Copy out exactly each line from the line with "of the grass" through the last line of the material below.

Dataset rows on where objects appear:
+---+
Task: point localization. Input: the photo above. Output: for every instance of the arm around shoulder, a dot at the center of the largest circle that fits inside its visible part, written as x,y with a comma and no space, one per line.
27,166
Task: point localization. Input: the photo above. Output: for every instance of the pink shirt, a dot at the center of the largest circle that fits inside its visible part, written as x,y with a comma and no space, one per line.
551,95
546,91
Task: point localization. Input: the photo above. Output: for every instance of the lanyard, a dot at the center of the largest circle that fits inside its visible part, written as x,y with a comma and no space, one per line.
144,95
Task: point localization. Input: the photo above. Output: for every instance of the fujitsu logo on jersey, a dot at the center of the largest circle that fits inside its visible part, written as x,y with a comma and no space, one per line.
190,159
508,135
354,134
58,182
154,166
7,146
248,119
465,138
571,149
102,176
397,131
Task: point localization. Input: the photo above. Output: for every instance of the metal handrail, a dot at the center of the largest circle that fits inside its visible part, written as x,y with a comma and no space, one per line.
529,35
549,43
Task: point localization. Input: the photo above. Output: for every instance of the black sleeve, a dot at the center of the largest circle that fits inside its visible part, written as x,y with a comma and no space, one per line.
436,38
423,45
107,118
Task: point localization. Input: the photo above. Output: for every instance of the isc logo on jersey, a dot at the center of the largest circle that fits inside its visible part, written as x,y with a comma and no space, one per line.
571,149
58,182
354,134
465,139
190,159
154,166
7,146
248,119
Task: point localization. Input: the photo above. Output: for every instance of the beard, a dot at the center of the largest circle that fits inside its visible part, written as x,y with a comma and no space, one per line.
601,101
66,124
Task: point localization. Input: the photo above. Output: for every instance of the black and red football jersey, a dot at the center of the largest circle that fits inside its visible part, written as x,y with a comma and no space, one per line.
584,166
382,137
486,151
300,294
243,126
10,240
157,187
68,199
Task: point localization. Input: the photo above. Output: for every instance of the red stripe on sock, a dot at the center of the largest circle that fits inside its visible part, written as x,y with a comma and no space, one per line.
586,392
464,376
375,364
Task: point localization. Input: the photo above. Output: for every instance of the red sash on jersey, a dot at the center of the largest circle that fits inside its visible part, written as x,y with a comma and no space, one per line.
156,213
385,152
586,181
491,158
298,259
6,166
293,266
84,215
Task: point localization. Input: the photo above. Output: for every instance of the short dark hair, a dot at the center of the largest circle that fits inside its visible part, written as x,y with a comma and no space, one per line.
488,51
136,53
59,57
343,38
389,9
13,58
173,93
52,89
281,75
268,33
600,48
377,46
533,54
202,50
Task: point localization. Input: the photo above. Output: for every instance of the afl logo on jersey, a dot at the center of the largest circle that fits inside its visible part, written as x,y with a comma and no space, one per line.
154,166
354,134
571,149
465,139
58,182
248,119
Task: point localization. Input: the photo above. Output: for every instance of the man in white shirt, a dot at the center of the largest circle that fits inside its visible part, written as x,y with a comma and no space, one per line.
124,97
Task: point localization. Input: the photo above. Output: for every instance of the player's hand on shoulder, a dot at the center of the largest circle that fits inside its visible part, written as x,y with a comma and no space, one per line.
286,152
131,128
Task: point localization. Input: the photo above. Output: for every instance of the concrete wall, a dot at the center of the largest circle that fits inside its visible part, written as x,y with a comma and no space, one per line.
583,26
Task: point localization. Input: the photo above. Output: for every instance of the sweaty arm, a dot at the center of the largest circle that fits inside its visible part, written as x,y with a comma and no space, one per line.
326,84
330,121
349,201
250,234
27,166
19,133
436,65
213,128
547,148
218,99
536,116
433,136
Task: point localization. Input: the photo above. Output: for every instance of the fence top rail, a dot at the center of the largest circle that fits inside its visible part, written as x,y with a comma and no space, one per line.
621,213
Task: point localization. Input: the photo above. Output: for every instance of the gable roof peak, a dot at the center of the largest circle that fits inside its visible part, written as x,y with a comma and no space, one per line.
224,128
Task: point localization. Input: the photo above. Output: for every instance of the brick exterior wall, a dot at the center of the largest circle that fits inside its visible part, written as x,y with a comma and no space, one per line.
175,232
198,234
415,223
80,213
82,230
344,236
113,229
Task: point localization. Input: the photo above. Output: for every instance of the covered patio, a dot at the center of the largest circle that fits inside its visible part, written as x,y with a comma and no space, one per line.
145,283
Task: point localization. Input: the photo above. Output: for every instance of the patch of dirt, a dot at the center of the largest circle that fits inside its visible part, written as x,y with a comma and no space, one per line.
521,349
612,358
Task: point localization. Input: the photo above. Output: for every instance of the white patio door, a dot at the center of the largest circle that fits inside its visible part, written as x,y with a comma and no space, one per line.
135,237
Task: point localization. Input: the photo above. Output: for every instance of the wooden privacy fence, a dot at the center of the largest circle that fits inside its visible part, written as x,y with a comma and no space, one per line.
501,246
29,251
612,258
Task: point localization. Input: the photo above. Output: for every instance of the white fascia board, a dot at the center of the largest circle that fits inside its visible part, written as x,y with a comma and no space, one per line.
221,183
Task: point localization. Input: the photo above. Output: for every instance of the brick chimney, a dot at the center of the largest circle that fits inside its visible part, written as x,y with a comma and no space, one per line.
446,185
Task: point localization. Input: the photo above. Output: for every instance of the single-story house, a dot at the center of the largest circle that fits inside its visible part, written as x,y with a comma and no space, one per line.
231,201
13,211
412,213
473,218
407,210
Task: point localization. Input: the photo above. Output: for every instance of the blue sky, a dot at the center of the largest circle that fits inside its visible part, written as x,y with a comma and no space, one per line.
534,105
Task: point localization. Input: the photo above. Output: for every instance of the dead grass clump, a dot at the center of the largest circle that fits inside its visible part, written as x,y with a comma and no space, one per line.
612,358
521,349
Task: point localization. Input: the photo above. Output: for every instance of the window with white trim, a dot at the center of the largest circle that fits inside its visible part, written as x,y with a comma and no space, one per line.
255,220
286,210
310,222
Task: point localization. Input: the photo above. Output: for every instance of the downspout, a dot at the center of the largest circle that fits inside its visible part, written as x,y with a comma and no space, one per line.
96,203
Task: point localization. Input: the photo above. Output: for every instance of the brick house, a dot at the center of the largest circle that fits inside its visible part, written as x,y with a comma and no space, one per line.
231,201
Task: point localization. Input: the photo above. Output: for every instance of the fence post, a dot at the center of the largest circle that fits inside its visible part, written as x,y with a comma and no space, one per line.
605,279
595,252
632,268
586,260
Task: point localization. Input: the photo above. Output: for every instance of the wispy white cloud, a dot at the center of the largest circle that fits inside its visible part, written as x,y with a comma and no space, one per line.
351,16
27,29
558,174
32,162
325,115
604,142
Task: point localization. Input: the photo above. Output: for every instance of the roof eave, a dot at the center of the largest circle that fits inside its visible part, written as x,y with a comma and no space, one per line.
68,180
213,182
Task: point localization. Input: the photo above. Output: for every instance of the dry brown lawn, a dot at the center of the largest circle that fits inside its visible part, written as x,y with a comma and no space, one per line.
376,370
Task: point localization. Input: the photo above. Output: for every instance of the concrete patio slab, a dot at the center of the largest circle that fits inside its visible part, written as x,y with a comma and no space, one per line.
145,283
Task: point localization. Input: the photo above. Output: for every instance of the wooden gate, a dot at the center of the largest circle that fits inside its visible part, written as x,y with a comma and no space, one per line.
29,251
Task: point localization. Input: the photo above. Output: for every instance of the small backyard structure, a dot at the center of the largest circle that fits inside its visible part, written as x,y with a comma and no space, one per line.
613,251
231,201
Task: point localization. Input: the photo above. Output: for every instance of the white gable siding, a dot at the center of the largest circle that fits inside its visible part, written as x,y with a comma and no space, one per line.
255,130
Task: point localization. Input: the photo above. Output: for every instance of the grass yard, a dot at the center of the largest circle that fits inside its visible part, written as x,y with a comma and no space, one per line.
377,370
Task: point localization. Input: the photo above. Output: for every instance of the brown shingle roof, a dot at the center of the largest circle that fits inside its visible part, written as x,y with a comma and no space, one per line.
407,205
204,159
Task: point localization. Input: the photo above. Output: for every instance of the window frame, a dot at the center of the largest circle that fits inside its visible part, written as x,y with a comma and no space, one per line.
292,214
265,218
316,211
+---+
### Answer to this task
Task: point localization. Input: the photo above. Output: for every instance of the grass yard, a dot at the center of the largest circle that fits inside its visible part, written as x,y with a comma and no space, one per line.
377,370
Task: point localization. Input: the photo above. Output: for every instance of the brown shingle roof, a dot at the center of the largest circle that fits inside its visible part, written as x,y with a comma and no space, one per line.
407,205
204,159
Task: point localization. Input: the photo above. Output: for every instance of the window frame, a dot at the center of the largest circle that fits inside its visible part, written as x,y with a comma and no space, one per line.
292,214
265,218
316,211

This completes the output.